(Dataset entries)
----------------

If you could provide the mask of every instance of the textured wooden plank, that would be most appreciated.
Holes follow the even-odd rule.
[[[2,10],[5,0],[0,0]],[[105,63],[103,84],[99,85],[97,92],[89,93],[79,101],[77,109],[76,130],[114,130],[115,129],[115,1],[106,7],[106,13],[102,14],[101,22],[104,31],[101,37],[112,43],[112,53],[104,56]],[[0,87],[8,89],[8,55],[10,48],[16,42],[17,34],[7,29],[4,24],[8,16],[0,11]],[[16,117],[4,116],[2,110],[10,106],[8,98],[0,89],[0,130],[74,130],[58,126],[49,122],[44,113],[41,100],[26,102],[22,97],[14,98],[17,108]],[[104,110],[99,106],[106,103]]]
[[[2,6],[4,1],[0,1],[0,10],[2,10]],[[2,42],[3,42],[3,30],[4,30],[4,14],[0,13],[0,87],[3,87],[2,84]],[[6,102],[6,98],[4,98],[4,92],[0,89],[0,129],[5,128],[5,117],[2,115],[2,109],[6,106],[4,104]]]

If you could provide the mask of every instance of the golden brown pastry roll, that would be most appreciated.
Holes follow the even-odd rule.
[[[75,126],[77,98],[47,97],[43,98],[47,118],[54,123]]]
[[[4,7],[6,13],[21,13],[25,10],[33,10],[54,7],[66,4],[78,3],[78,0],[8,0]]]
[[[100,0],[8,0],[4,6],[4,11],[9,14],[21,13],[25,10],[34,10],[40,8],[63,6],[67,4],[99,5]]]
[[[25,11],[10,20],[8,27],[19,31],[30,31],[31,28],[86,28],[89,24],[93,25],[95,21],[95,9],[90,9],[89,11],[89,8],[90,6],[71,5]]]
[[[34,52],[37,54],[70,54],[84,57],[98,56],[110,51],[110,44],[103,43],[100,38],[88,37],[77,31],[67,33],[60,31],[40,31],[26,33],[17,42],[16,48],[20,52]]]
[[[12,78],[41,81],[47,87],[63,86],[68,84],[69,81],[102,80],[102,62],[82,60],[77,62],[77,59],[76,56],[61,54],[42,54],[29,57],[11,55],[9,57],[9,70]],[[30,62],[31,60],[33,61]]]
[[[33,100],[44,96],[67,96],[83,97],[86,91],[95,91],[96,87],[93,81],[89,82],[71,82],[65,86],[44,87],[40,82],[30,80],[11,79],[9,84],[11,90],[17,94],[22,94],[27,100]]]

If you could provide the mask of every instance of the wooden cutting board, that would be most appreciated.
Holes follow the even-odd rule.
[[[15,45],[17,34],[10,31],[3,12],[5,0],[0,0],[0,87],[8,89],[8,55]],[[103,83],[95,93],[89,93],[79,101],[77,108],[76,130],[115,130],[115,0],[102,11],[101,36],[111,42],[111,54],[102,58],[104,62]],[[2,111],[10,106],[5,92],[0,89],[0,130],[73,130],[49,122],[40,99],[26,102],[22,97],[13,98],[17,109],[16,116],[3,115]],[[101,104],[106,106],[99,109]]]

----------------

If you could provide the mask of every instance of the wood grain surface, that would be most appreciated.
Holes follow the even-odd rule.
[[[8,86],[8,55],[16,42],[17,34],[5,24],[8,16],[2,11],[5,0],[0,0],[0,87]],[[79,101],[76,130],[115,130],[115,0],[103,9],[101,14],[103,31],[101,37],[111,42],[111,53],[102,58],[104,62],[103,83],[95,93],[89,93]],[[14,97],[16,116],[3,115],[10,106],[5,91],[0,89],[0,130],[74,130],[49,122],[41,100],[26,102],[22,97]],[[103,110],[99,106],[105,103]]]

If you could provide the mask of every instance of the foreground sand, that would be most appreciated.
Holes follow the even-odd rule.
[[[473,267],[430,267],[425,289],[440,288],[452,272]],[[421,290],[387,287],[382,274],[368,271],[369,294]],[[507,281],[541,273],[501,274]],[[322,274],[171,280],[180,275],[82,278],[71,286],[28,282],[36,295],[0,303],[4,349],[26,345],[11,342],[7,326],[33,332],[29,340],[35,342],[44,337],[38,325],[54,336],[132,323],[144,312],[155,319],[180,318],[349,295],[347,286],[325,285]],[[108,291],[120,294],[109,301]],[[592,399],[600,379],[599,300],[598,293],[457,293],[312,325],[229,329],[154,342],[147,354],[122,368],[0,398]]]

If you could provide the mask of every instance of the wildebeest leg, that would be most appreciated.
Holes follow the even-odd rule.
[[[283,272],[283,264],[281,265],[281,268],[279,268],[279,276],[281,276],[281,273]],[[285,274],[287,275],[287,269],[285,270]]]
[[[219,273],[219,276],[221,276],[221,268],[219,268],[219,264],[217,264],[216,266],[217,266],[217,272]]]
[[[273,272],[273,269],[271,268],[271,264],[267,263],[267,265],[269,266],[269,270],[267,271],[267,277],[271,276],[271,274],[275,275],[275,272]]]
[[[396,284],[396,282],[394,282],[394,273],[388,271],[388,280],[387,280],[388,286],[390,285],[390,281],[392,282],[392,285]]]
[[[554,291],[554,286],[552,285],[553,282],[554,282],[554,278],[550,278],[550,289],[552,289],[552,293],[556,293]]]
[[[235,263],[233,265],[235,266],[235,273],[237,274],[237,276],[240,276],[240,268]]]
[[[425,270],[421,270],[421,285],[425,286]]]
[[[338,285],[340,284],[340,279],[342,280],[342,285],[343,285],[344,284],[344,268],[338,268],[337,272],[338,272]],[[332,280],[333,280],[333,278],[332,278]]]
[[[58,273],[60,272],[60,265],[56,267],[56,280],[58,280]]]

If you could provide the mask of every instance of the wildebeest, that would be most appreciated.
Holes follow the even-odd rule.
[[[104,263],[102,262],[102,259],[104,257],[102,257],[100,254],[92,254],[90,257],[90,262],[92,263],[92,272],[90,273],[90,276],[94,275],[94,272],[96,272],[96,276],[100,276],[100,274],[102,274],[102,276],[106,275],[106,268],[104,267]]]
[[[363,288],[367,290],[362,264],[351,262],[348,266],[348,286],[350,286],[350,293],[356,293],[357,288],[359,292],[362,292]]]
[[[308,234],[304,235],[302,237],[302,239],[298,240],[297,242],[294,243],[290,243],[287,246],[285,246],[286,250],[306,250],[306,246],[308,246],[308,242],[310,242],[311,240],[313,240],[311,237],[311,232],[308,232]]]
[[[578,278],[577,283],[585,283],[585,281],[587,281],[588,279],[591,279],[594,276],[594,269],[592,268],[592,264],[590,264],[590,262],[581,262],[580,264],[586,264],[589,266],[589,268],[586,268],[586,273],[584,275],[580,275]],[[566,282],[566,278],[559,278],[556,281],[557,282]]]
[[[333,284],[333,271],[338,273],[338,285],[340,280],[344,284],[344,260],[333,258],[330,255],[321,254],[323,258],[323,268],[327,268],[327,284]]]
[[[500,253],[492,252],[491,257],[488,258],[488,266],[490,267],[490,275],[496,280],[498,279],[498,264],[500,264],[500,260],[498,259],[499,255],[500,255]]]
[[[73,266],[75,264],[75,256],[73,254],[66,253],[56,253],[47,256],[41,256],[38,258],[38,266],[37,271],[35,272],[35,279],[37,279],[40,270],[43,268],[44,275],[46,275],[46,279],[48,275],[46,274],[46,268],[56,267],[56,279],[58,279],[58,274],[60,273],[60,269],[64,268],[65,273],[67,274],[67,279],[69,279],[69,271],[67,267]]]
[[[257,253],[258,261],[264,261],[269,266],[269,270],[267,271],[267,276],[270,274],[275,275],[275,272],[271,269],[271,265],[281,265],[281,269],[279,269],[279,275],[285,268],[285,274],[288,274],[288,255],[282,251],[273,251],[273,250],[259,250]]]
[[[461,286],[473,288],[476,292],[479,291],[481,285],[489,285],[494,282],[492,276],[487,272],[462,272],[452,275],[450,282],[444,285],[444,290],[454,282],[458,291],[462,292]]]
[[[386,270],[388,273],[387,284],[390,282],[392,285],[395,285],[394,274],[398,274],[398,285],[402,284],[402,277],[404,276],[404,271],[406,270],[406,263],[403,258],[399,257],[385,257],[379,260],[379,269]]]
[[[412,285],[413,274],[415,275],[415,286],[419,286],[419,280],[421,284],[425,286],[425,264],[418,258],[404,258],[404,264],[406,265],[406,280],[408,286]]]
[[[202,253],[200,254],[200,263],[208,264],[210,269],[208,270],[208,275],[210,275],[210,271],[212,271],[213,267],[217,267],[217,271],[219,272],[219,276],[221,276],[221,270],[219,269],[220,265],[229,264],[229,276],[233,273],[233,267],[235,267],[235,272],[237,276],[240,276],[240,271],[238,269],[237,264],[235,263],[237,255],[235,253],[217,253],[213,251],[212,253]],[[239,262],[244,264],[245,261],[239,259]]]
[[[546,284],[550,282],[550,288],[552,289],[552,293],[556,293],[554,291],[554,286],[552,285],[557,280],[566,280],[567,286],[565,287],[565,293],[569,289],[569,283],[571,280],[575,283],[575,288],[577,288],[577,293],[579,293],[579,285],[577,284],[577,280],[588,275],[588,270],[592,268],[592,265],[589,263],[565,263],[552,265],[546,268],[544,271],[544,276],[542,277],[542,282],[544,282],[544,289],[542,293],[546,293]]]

----------------

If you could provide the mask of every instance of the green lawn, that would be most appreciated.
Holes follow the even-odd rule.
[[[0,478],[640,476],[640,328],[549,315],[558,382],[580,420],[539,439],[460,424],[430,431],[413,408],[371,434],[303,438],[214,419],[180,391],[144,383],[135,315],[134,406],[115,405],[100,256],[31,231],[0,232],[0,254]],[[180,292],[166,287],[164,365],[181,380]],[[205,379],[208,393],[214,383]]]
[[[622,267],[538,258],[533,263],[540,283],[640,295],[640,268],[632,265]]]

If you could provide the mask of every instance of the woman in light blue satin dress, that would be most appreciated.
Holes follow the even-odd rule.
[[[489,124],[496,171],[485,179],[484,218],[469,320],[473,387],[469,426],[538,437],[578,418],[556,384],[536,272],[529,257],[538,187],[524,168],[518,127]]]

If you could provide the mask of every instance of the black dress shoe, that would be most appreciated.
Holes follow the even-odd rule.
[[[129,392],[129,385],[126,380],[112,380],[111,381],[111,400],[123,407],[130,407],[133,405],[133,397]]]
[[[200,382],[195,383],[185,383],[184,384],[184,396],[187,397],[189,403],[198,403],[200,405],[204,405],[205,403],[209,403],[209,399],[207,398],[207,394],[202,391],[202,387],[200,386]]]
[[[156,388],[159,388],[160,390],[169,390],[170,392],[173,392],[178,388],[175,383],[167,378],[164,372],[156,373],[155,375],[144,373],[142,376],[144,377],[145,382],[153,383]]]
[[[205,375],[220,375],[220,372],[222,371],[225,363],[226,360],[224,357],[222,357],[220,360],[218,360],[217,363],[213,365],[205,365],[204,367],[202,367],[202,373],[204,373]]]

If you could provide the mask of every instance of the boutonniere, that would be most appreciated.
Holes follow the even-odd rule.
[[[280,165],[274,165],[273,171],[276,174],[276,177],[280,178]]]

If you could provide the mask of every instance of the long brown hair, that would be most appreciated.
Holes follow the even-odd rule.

----------------

Return every line from the entries that holds the string "wildebeest".

(Solved problem):
If you could provide the mask of every instance of the wildebeest leg, that would be most appreciated.
If you could provide the mask of every instance of the wildebeest, that would be most appreciated.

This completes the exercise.